### Page excerpt

Keep development small, for, of, and close to the people in need, and see them flourish.
Land rights, human cost, environmental damage
The land rights of the indigenous people of Ethiopia are, as one would expect somewhat ambiguous. As a legacy of the socialist dictatorship of the 1960s and ‘70s, the government technically owns all land. However there is protection in law for indigenous people. The Ethiopian constitution Article 40, 3 states “Land is a common property of the Nations, Nationalities and Peoples of Ethiopia and shall not be subject to sale or to other means of exchange. And 4) “Ethiopian peasants have right to obtain land without payment and the protection against eviction from their possession.” And in regard to pastoralists affected by the land sell off, paragraph 5) “Ethiopian pastoralists have the right to free land for grazing and cultivation as well as the right not to be displaced from their own lands.”
The UN Declaration on the Rights of Indigenous Peoples, which Ethiopia signed in 2007, making it a legally binding document, states in Article 26/1. “Indigenous peoples have the right to the lands, territories and resources, which they have traditionally owned, occupied or other- wise used or acquired.” And paragraph 2.”Indigenous peoples have the right to own, use, develop and control the lands, territories and resources that they possess by reason of traditional ownership or other traditional occupation or use, as well as those which they have otherwise acquired.” The declaration also outlines compensation measures for landowners. Article 28/1. “Indigenous peoples have the right to redress, by means that can include restitution or, when this is not possible, just, fair and equitable compensation, for the lands, territories and resources which they have traditionally owned or otherwise occupied or used, and which have been confiscated, taken, occupied, used or damaged without their free, prior and informed consent.” Paragraph 2. “Unless otherwise freely agreed upon by the peoples concerned, compensation shall take the form of lands, territories and resources 10equal in quality, size and legal status or of monetary compensation or other appropriate redress.”
The law it would appear is clear, implementation and respect for its content is required, and should be demanded of the ruling EPRDF by the donor countries to Ethiopia.

### Pointing dataset records
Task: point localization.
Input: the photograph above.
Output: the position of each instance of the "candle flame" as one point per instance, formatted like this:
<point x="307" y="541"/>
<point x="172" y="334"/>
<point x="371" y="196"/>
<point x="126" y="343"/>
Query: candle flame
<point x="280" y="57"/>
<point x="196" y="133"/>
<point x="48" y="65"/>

### Exercise directions
Decide whether each statement agrees with the passage on Ethiopian land rights, answering yes or no and quoting the words of the passage that settle it. 1. Ethiopia's constitution allows land to be sold. 2. Ethiopia signed the UN Declaration on the Rights of Indigenous Peoples in 2007. 3. The Ethiopian government technically owns all land. Rely on the text alone.

### Complete answer
1. No: "shall not be subject to sale or to other means of exchange"
2. Yes: "which Ethiopia signed in 2007"
3. Yes: "the government technically owns all land"